• **Fragmento**:
========================
28 de septiembre de 2016
Hay palabras que solo terminan de cobrar sentido en relación con el opuesto que implícitamente invocan, que forman parte de dicotomías que ordenan el mundo en términos binarios: bueno y malo, alto y bajo, blanco y negro. Mauricio Macri utilizó una de esas palabras al reclamar la liberación de Daniel Oyarzún, el carnicero que atropelló al ladrón que lo había asaltado. Si no hay riesgo de fuga, argumentó, debe estar con su familia porque es «un ciudadano sano». Así, el presidente se inscribía en una línea discursiva que recorre la historia política de los últimos siglos, asociada en general con posiciones conservadoras y autoritarias.
========================
• **Datos aportados**:
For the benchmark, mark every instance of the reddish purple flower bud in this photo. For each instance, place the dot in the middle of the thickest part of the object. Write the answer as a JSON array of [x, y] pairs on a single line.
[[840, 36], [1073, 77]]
========================
• **Tareas del ejercicio**:
**A)** ¿Están de acuerdo con el fragmento estas afirmaciones? Contesta sí o no a cada una y copia las palabras del fragmento que lo deciden.
(i) Daniel Oyarzún era carnicero.
(ii) Macri pidió que Oyarzún siguiera detenido.
(iii) Según Macri, Oyarzún debía estar con su familia aunque hubiera riesgo de fuga.
**B)** Responde con datos del fragmento:
(i) ¿Qué fecha aparece al principio?
(ii) ¿Qué tres pares de opuestos se ponen como ejemplo?
(iii) ¿Con qué posiciones suele asociarse la línea de discurso en la que se sitúa el presidente?
**C)** Vuelve a escribir del fragmento todo lo que va desde "28 de septiembre" hasta "conservadoras y autoritarias.", sin cambiar nada.

• **Respuestas**:
**A)**
(i) Sí: "el carnicero que atropelló al ladrón que lo había asaltado".
(ii) No: "al reclamar la liberación de Daniel Oyarzún".
(iii) No: "Si no hay riesgo de fuga, argumentó, debe estar con su familia".

**B)**
(i) 28 de septiembre de 2016.
(ii) Bueno y malo, alto y bajo, blanco y negro.
(iii) Con posiciones conservadoras y autoritarias.

**C)**
28 de septiembre de 2016
Hay palabras que solo terminan de cobrar sentido en relación con el opuesto que implícitamente invocan, que forman parte de dicotomías que ordenan el mundo en términos binarios: bueno y malo, alto y bajo, blanco y negro. Mauricio Macri utilizó una de esas palabras al reclamar la liberación de Daniel Oyarzún, el carnicero que atropelló al ladrón que lo había asaltado. Si no hay riesgo de fuga, argumentó, debe estar con su familia porque es «un ciudadano sano». Así, el presidente se inscribía en una línea discursiva que recorre la historia política de los últimos siglos, asociada en general con posiciones conservadoras y autoritarias.